**Recorded information:**
☆ ☆ ☆

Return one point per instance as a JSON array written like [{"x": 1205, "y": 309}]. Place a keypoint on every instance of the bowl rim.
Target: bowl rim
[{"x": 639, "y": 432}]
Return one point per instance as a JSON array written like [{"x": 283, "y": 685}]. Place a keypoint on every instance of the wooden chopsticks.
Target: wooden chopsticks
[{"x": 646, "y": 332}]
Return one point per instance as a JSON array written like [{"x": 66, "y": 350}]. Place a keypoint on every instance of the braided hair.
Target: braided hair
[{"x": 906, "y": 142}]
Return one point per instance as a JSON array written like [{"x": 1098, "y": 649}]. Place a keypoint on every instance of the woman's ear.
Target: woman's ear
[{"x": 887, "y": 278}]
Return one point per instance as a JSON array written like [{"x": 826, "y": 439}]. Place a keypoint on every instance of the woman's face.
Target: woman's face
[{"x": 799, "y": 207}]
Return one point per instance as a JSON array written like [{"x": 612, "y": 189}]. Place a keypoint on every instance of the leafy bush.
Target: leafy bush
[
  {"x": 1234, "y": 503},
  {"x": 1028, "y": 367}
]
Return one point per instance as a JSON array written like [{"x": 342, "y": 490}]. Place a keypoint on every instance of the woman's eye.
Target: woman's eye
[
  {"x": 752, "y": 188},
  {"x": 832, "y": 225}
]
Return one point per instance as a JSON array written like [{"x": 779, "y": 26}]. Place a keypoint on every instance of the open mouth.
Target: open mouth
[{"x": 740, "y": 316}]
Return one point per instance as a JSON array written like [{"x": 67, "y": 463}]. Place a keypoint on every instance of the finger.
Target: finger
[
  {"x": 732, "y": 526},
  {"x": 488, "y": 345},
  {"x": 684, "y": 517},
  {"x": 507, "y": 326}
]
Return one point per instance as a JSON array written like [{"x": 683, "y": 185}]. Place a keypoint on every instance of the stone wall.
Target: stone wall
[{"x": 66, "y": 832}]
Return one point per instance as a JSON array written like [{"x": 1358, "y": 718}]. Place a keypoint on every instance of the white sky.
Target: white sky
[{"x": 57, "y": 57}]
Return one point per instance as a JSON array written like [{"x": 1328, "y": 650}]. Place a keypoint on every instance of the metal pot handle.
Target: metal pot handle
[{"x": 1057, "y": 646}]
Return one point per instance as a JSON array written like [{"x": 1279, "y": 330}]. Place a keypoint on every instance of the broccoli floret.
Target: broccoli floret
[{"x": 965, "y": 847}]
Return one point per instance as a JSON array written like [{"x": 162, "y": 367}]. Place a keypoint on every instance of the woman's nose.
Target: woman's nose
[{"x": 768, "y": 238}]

☆ ☆ ☆

**Exercise description:**
Reproduce all of the entries above line for line, without changing a single character.

**Output below:**
Return one point per instance as a JSON array written like [{"x": 1205, "y": 309}]. Place a keypoint on every instance of the bowl rim.
Target: bowl rim
[{"x": 639, "y": 432}]
Return one point per instance as a JSON array written like [{"x": 283, "y": 685}]. Place a keypoint on every instance of the wooden chopsticks.
Target: wooden chopsticks
[{"x": 646, "y": 332}]
Return one point per instance as a JSON array written like [{"x": 66, "y": 350}]. Place a keypoint on every instance of the braided hair.
Target: braided hair
[{"x": 906, "y": 142}]
Return one point per instance as a JSON array written like [{"x": 1098, "y": 649}]. Place a keypoint on every instance of the woman's ear.
Target: woman's ear
[{"x": 887, "y": 278}]
Return one point per instance as a JSON array written like [{"x": 826, "y": 439}]. Place a keypoint on every instance of the woman's face.
Target: woman's face
[{"x": 799, "y": 207}]
Return one point per instance as a JSON array written like [{"x": 612, "y": 189}]. Place a keypoint on every instance of the leafy bush.
Target: leafy bush
[
  {"x": 1234, "y": 503},
  {"x": 1028, "y": 367}
]
Return one point per instance as a JSON array written like [{"x": 342, "y": 490}]. Place a keypoint on every instance of the woman's eye.
Target: woman's eye
[
  {"x": 752, "y": 188},
  {"x": 832, "y": 225}
]
Return one point per instance as a JSON array written like [{"x": 779, "y": 26}]. Place a keypoint on every instance of the open mouth.
Target: open mouth
[{"x": 740, "y": 316}]
Return one point per instance as a JSON array written like [{"x": 67, "y": 463}]. Place a keypoint on every instance of the finger.
Target: finger
[
  {"x": 732, "y": 526},
  {"x": 488, "y": 345},
  {"x": 684, "y": 517},
  {"x": 507, "y": 326}
]
Return one point per instance as a JSON array written like [{"x": 683, "y": 185}]. Place a keypoint on every instance of the stone wall.
Target: stone wall
[{"x": 66, "y": 832}]
Return one point per instance as a JSON array written like [{"x": 1358, "y": 718}]. Place a keypoint on every instance of the white sky.
Target: white sky
[{"x": 57, "y": 57}]
Return one point per instance as a JSON array written like [{"x": 1328, "y": 650}]. Place a keypoint on every instance of the metal pot handle.
Target: metal pot handle
[{"x": 1057, "y": 646}]
Return one point per instance as a JSON array written like [{"x": 1279, "y": 330}]. Place a keypoint on every instance of the broccoli floret.
Target: broccoli floret
[{"x": 965, "y": 847}]
Return one point per instance as a JSON array written like [{"x": 162, "y": 367}]. Place a keypoint on every instance of the woman's nose.
Target: woman's nose
[{"x": 768, "y": 238}]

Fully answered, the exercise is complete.